Work to be completed
Transcribe each line of the material exactly as it stands.

Supplied data
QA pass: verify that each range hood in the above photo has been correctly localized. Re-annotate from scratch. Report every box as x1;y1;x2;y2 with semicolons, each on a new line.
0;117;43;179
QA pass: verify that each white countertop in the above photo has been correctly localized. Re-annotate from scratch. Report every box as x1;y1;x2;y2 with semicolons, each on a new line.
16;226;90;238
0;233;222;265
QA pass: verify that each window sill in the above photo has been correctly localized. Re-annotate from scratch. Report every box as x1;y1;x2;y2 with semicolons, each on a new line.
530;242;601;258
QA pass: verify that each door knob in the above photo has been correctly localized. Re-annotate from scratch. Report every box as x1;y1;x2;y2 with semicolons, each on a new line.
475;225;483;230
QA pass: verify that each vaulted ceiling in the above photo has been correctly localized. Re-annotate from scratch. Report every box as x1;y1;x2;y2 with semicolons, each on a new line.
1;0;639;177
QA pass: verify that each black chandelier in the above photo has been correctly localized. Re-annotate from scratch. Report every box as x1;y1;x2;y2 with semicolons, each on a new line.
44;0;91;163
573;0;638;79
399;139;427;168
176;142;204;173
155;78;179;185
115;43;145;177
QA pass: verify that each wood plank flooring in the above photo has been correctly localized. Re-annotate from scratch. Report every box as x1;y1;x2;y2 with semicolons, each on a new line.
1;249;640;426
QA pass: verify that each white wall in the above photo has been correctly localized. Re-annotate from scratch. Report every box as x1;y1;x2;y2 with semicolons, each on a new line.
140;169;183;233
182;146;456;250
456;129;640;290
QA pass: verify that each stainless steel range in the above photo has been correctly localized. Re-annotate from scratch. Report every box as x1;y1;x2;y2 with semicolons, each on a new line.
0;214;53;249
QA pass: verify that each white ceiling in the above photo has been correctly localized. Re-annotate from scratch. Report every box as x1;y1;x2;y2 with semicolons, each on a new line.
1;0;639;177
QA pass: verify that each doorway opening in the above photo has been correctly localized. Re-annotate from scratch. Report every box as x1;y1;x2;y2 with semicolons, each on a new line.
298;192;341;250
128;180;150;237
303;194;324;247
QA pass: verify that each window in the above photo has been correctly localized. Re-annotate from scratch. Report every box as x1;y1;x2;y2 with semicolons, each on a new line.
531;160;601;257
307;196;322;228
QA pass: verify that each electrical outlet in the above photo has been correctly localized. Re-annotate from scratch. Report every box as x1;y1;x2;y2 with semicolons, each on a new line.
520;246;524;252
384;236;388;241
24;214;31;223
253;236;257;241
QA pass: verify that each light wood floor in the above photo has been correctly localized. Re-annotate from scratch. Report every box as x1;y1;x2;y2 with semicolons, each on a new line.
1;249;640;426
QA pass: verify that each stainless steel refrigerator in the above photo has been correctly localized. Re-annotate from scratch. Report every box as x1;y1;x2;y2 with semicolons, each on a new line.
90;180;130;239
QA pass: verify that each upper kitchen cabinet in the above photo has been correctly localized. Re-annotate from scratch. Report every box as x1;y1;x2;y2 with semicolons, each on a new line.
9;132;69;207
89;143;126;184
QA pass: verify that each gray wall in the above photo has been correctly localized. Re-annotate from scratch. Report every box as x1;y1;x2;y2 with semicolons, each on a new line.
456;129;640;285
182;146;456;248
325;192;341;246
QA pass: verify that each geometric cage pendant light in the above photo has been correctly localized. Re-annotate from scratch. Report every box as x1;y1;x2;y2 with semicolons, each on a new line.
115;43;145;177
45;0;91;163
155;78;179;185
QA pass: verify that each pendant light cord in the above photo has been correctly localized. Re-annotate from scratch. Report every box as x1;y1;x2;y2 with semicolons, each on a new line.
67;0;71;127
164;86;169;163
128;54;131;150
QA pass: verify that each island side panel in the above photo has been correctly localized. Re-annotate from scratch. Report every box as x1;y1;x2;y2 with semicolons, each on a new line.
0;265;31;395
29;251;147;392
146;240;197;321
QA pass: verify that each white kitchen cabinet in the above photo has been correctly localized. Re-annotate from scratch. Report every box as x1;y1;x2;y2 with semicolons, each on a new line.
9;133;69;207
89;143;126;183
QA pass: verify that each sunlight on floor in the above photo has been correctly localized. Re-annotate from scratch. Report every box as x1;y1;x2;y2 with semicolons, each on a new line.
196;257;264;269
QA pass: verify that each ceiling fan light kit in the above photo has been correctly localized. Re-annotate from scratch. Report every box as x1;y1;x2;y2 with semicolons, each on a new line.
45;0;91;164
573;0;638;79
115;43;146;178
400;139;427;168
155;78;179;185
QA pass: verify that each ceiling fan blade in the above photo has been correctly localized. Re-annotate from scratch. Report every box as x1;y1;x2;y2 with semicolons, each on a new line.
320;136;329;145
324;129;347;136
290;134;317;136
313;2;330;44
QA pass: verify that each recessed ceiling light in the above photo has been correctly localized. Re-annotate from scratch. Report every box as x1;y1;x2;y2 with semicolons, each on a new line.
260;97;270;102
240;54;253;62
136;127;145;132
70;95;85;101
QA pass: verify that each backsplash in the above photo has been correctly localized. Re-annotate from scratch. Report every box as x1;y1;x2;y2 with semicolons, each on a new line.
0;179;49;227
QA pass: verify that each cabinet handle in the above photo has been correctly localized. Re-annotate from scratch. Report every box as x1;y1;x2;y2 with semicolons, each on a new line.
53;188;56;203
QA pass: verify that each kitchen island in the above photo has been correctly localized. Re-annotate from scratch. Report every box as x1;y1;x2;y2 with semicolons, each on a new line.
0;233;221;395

Written solution
QA pass: verify that each range hood in the above photo has been correctly localized. Re-annotate from scratch. Report every box as x1;y1;x2;y2 with semicolons, each on a new line.
0;117;43;179
QA pass: verify that each white countertop in the above photo has been correctly localized. Re-annotate from scratch. Report every box as x1;y1;x2;y2 with semicolons, each on a new line.
16;226;90;238
0;233;222;265
QA pass: verify that each window sill in the above photo has been correctly localized. Re-annotate from scratch. Report every box as x1;y1;x2;y2 with semicolons, each on a new line.
530;242;601;258
QA pass: verify that each door knob in the above photo has been correctly localized. Re-annotate from scratch. Report every box as x1;y1;x2;y2 with semicolons, each on a new line.
475;225;483;230
QA pass: verify that each vaulted ceiling in the above photo has been correctly localized. Re-annotate from scratch. Report every box as x1;y1;x2;y2 with semicolons, each on a new line.
1;0;639;177
QA pass: verify that each black chandelier in the above photo has been correctly localized. Re-annotate from scratch. Report every box as x1;y1;x2;y2 with semicolons, each on a new line.
44;0;91;163
573;0;638;79
399;139;427;168
176;142;204;173
155;78;179;185
115;43;145;177
QA pass: verify that each wood plank flooring in the above photo has been correctly localized. Re-annotate from scratch. Report every box as x1;y1;x2;y2 with semicolons, each on a new line.
1;249;640;426
QA pass: verify that each white wall in the above photo has been correctly localized. Re-annotate from scratch. Report every box as x1;y1;x2;y2 with semicolons, each on a new line.
140;169;183;233
182;146;456;250
456;129;640;290
QA pass: verify that each stainless steel range in the above photo has been correctly localized. Re-annotate from scratch. Report every box as x1;y1;x2;y2 with semicolons, each on a new line.
0;214;53;249
QA pass: verify that each white ceiling in the above photo has been correctly localized. Re-annotate from scratch. Report every box as x1;y1;x2;y2 with semicolons, each on a new line.
1;0;639;177
QA pass: verify that each doorway opening in the above photo has been correctly localized. Re-annotate from scratch. Report every box as x1;y1;x2;y2 with semicolons, each on a new line.
298;192;341;250
128;180;150;237
303;194;324;247
QA pass: verify that each window in the above photo has been correctly localized. Re-annotate from scratch. Report every box as x1;y1;x2;y2 with semicolons, each on a new line.
531;160;601;257
307;196;322;228
QA pass: verify that each electrical outlet in the above photo has been correctly localized. Re-annotate from scratch. Report every box as x1;y1;x2;y2 with semicolons, each on a new line.
520;246;524;252
384;236;388;241
24;214;31;223
253;236;257;241
QA pass: verify that each light wood floor in the above photo has been correctly localized. Re-annotate from scratch. Report every box as x1;y1;x2;y2 with semicolons, each on a new line.
1;249;640;426
QA pass: verify that each stainless steel refrigerator in the above photo has been correctly localized. Re-annotate from scratch. Report every box as x1;y1;x2;y2 with semicolons, each on a new line.
90;180;130;239
QA pass: verify that each upper kitchen cabinet in the above photo has been correctly localized. Re-annotate from scratch. Report every box as x1;y1;x2;y2 with semicolons, each on a new line.
9;132;69;207
89;143;126;184
QA pass: verify that each gray wall in the above photo has been correctly localized. Re-annotate from scratch. Report every box as x1;y1;x2;y2 with semicolons, each on a new line.
456;129;640;285
182;146;456;248
325;192;341;246
QA pass: verify that each geometric cage pendant light in the above photo has been correctly localized. Re-annotate from scratch. Report every box as x1;y1;x2;y2 with semicolons, each on a new line.
115;43;145;177
45;0;91;163
155;78;179;185
QA pass: verify that each pendant light cord in the above photo has been correctly localized. Re-annotate from scratch. Report every box as x1;y1;x2;y2 with semicolons, each on a new line.
67;0;71;127
164;86;169;163
128;54;131;150
QA pass: verify that each island side panel in the above photo has been correctly localized. Re-annotate from scratch. Report every box as x1;y1;x2;y2 with semicolons, each on a new line.
0;265;31;395
29;251;147;392
146;240;197;321
QA pass: verify that each white kitchen cabinet in the above photo has been correctly localized. Re-annotate from scratch. Report every box as x1;y1;x2;y2 with semicolons, each on a new line.
9;133;69;207
89;143;126;183
QA pass: verify that each sunlight on floor in the above photo has been correctly localized. Re-annotate from scratch. Report every box as x1;y1;x2;y2 with semicolons, each on a new line.
196;257;264;269
QA pass: verify that each ceiling fan light kit in the above photo has been correctly localized. Re-annotate from scratch. Report every box as x1;y1;x2;y2 with semicolons, each on a new line.
45;0;91;164
573;0;638;79
115;43;146;178
400;139;427;168
155;78;179;185
QA pass: verify that each ceiling fan blade in the above photo has been correctly localized. Re-annotate from scratch. Report every box as x1;y1;x2;y2 with semicolons, each on a new line.
320;136;329;145
324;129;347;136
290;134;317;136
313;2;330;44
QA pass: verify that each recessed ceiling light in the above photo has been correctly localized. Re-annotate from scratch. Report every box as x1;y1;x2;y2 with semicolons, each on a new line.
260;97;270;102
240;54;253;62
136;127;145;132
70;95;85;101
QA pass: verify that each backsplash in the above photo has been correctly localized. Re-annotate from scratch. Report every box as x1;y1;x2;y2 with semicolons, each on a new line.
0;179;49;227
QA pass: verify that each cabinet handle in the above photo has been correctly localized. Re-annotate from scratch. Report every box as x1;y1;x2;y2 with semicolons, each on a new line.
53;188;56;203
QA pass: verify that each kitchen island in the above photo has been correctly localized. Re-annotate from scratch. Report every box as x1;y1;x2;y2 with semicolons, each on a new line.
0;233;221;395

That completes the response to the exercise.